* [PAGE EXTRACT]:
──────────────────────────────

One of the biggest comedic tropes within the education community is “imagine if teachers were glorified like athletes?”
This usually leads to something Key and Peele expertly brought to life in a skit in 2015.
I’m lucky to enjoy the joint perspectives of a former collegiate athlete, a diehard sports fan and a professional educator; and one of the relationships that has always been difficult to reconcile for me is the relationship between high-level athletics and higher education.
The unfortunate reality is that the demands of both parts of the athlete-scholar duality make almost impossible to do both well. Sure, we have amateur sports bodies, namely the NCAA, that superficially promote academics, but when push comes to shove, sports trumps academics every time. This is even more true in the professional ranks. While each major league loves to say the right things regarding their players’ off the field pursuits, they’ve remained frustratingly inept at actually supporting them.

──────────────────────────────

Data records:
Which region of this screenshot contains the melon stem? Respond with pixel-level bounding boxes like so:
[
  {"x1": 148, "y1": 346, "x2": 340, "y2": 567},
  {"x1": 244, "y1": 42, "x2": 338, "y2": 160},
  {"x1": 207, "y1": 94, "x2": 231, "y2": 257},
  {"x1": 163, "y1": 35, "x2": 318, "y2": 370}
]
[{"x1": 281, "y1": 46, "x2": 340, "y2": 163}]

──────────────────────────────

* [WHAT IS REQUIRED]: Transcribe the entire passage on athletics and education word for word. This material comes from a separate source.

* [SOLUTION]:
One of the biggest comedic tropes within the education community is “imagine if teachers were glorified like athletes?”
This usually leads to something Key and Peele expertly brought to life in a skit in 2015.
I’m lucky to enjoy the joint perspectives of a former collegiate athlete, a diehard sports fan and a professional educator; and one of the relationships that has always been difficult to reconcile for me is the relationship between high-level athletics and higher education.
The unfortunate reality is that the demands of both parts of the athlete-scholar duality make almost impossible to do both well. Sure, we have amateur sports bodies, namely the NCAA, that superficially promote academics, but when push comes to shove, sports trumps academics every time. This is even more true in the professional ranks. While each major league loves to say the right things regarding their players’ off the field pursuits, they’ve remained frustratingly inept at actually supporting them.